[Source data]

* * *

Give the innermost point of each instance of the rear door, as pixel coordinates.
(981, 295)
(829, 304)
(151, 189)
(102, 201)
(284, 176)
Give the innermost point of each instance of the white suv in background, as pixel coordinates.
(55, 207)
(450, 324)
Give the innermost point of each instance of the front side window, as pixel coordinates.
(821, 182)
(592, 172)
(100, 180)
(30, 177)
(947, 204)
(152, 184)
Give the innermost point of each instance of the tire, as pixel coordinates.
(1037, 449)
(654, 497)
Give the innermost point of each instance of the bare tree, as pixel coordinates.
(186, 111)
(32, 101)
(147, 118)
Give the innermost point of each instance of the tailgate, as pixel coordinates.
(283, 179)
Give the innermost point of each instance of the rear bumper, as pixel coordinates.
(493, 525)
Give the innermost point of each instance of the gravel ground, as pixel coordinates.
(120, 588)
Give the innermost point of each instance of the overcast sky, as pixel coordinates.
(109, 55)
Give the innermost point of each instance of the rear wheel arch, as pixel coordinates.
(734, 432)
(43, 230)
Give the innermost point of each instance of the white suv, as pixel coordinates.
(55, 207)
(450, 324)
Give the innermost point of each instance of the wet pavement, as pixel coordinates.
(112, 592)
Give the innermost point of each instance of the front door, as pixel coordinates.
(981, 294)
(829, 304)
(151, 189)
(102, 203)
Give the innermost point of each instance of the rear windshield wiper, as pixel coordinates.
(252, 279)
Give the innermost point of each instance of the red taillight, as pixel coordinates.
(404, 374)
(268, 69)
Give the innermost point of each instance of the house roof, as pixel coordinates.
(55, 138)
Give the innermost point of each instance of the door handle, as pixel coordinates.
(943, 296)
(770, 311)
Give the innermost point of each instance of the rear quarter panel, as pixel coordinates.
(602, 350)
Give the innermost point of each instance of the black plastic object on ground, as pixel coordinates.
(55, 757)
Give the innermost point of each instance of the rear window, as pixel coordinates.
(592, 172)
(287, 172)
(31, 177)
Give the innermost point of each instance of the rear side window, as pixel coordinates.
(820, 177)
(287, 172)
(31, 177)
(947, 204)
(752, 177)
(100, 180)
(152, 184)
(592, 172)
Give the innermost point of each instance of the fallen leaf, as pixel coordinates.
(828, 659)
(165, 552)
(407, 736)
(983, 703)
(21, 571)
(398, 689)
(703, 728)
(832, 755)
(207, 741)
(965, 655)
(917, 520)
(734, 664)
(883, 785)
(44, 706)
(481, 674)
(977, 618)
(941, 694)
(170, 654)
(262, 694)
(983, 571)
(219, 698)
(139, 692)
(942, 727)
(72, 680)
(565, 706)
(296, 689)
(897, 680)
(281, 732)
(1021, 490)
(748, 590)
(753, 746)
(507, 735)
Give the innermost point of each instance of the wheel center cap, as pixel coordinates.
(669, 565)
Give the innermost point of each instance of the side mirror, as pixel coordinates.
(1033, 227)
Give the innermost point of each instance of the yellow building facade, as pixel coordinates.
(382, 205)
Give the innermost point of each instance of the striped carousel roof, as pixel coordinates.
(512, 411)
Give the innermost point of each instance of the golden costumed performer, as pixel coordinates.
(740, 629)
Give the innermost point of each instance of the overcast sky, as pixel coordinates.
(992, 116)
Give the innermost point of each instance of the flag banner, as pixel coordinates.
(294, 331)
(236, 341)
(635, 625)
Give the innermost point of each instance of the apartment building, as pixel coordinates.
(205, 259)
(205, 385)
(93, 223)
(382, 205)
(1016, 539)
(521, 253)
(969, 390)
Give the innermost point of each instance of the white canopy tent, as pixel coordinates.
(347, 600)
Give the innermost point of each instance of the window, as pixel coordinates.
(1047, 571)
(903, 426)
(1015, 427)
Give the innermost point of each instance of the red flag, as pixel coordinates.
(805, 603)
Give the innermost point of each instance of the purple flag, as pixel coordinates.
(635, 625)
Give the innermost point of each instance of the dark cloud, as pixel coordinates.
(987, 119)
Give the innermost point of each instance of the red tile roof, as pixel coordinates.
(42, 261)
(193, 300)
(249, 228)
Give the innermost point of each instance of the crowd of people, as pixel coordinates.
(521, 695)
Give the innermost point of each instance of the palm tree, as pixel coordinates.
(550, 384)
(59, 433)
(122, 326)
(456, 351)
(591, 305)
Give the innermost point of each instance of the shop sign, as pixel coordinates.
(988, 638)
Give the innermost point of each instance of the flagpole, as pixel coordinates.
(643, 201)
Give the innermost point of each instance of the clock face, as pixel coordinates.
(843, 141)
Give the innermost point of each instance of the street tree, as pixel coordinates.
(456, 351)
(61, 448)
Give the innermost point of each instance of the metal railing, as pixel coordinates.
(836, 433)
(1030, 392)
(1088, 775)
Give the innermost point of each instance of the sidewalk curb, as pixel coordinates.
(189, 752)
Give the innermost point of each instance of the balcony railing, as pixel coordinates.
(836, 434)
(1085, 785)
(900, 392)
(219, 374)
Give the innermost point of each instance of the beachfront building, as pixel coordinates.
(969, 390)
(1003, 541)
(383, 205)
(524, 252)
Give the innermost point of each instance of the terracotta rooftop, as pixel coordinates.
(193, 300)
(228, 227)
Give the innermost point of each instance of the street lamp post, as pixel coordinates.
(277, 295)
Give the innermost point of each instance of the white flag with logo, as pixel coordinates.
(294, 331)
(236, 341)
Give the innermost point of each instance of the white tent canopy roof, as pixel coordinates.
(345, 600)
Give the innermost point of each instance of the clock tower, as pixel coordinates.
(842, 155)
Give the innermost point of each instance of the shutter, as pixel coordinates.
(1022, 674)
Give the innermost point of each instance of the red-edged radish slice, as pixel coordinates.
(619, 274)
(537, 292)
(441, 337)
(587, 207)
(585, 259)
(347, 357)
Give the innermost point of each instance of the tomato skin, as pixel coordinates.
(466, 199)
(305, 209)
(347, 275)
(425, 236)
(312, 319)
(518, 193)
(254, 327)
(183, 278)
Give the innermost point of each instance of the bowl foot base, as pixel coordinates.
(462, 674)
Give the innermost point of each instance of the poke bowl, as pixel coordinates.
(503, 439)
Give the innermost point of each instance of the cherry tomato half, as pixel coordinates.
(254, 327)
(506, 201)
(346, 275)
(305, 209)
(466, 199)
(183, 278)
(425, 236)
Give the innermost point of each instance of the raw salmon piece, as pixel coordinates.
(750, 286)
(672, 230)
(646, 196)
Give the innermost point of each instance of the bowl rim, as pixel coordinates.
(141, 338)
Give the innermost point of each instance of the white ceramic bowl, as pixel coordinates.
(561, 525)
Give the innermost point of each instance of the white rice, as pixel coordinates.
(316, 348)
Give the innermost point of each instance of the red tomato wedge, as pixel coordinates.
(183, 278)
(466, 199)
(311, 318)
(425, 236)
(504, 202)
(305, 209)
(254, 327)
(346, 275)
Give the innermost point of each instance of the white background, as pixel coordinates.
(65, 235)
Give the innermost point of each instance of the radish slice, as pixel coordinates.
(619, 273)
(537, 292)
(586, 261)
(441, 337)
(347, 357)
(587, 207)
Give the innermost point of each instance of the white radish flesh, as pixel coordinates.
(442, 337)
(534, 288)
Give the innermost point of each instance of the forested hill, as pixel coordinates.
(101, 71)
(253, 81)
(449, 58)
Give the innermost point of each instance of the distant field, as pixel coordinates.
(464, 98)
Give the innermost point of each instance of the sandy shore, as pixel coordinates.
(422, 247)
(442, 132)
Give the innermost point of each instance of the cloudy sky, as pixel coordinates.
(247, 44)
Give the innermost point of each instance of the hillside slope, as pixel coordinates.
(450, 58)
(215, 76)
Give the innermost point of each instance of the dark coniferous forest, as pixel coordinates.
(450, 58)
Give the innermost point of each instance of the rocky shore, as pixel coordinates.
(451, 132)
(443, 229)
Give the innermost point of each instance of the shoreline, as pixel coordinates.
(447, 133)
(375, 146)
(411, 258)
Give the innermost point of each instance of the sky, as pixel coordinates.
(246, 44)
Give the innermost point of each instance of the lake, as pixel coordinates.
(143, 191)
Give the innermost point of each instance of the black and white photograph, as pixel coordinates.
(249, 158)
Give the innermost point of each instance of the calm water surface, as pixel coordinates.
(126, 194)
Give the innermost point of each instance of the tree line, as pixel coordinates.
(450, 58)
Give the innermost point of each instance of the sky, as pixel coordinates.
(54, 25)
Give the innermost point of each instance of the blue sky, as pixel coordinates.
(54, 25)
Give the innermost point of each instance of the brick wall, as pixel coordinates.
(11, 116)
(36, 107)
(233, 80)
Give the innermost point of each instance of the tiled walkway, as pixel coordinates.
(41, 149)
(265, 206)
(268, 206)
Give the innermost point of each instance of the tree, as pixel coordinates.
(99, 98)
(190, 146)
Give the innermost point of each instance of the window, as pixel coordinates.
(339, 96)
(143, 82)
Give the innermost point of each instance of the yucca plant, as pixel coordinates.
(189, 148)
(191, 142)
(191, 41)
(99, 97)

* * *

All lines from the one with "Give the innermost point of each instance of the tiled" to the end of the records must be set down exactly. Skip every line before it.

Give the innermost point of each instance of the tiled walkway, as pixel coordinates.
(41, 149)
(265, 206)
(268, 206)
Give the innermost point of each instance of the tree, as pixel coordinates.
(99, 98)
(190, 146)
Give the innermost point of each instance of the window, as pixel coordinates.
(339, 96)
(143, 82)
Give the innermost point of each instance of the yucca plant, as pixel coordinates.
(189, 148)
(191, 142)
(191, 41)
(99, 97)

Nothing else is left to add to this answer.